::: Selection :::
Lots of great tools are available to help you evaluate and manage performance.
When looking at performance issues, I tend to group them into the following categories:
- CPU bound
- Memory bound
- Disk access
- Network
- Process monitoring
This article looks at some of the popular tools available to gather information. Based on that information, you can then implement performance-related changes if required.
Please note: When considering performance tuning, you are strongly advised to gather evidence of the performance loss or examine the area in which you want to make gains before making tuning changes.
Always note any changes you make so that you can back out if the change you made has caused more issues or has not improved performance. Also, be aware of the "little picture" syndrome; it's no good trying to improve, say, disk operations if you have a slow network. The users will notice little difference.
In this article, I will try to be generic when using the tools and thus not specific to certain applications; this helps broaden scope of the article. Let's look at the most common tools that are available to show or gather system performance-related information.
Nmon
Without a doubt (in my opinion), the best tool to gather or record system information is nmon. Nmon comes with additional tools for presentation. Particularly helpful is the spreadsheet converter, which presents the metrics data in graphical format on your PC using Excel or some other similar spreadsheet product. Download nmon here.
Nmon is typically run from AIX's cron scheduler and commonly runs through a 24-hour cycle. This approach allows the systems administrator to go back in time and view the graphical charts. Nmon will report on the following:
- CPU
- Memory
- Network
- File systems
- Disks
- Top-running processes
- Paging spaces
- LPARS
- Summaries
An example of one of the many reports nmon generates is shown in Figure 1, nmon_cpu. This report shows the CPU usages and the applications/processes that were running during a specific time span. The interval for this demonstration represents the nightly batch processing window. We can see that, between 10:00 p.m. (22:00) and midnight (24:00), CPU usage peaked.
Figure 1: The nmon_cpu report shows CPU usage. (Click images to enlarge.)
To run nmon for a 24-hour cycle (well, nearly 24 hours), you need to know the format of the cycles. It is best to have each daily capture be just short of 24 hours in order to avoid overlap of performance information from one day to the next. The most common parameters are these:
- -f means output to spreadsheet format
- -t includes top-running processors
- -s is interval in seconds
- -c is the number of counts between intervals
- -m is the destination directory for the output file, which would be in the format <hostname<date>.nmon
To run for nearly 24 hours (in this demonstration, it's 23.75 hours), I could use the following:
- -s would be 900 (900 seconds = 15 minutes)
::: Data excerpts :::
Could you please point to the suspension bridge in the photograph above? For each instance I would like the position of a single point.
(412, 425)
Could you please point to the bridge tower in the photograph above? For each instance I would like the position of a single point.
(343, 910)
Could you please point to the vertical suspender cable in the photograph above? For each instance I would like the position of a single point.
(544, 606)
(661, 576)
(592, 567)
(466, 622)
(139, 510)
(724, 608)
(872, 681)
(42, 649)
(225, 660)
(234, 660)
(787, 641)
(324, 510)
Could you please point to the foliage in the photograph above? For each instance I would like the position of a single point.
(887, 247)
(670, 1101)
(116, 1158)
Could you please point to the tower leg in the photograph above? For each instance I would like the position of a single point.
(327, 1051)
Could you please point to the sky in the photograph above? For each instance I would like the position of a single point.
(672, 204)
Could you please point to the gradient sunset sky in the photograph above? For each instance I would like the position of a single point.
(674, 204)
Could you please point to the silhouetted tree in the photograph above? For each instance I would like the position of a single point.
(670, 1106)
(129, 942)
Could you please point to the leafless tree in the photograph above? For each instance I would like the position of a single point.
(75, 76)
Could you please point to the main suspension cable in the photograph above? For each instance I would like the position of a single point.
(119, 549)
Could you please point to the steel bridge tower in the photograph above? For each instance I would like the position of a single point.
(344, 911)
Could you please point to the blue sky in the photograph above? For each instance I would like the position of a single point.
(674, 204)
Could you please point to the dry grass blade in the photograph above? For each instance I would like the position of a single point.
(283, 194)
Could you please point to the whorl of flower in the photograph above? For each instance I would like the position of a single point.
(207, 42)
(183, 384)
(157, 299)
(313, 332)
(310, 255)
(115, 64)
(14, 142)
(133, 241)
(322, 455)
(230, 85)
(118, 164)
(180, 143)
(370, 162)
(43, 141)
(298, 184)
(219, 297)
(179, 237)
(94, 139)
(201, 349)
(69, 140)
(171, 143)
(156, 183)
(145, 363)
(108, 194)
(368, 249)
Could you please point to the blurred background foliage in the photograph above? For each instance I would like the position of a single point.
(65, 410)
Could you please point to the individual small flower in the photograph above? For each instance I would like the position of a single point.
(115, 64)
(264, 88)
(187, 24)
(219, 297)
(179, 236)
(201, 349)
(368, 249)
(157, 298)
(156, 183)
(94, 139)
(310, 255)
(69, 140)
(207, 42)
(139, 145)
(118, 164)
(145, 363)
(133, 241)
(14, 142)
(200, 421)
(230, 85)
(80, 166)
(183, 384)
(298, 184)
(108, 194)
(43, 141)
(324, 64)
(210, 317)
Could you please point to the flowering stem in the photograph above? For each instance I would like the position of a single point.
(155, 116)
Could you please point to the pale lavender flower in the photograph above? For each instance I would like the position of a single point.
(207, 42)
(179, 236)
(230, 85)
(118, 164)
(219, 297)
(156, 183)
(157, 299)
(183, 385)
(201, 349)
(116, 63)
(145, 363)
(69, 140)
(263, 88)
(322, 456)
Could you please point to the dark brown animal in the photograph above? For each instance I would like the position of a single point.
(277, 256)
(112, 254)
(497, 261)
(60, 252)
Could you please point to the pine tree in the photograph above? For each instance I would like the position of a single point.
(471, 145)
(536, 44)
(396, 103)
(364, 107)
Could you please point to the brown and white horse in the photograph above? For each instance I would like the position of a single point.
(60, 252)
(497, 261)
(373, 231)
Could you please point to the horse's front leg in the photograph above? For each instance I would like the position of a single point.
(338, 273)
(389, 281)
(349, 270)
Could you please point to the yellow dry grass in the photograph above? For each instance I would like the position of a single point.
:::
Request - Reproduce word for word everything in the performance-tools article from "Please note: When" down to "system performance-related information.". The rows have nothing to do with the performance-tools article.

Exercise output -
Please note: When considering performance tuning, you are strongly advised to gather evidence of the performance loss or examine the area in which you want to make gains before making tuning changes.
Always note any changes you make so that you can back out if the change you made has caused more issues or has not improved performance. Also, be aware of the "little picture" syndrome; it's no good trying to improve, say, disk operations if you have a slow network. The users will notice little difference.
In this article, I will try to be generic when using the tools and thus not specific to certain applications; this helps broaden scope of the article. Let's look at the most common tools that are available to show or gather system performance-related information.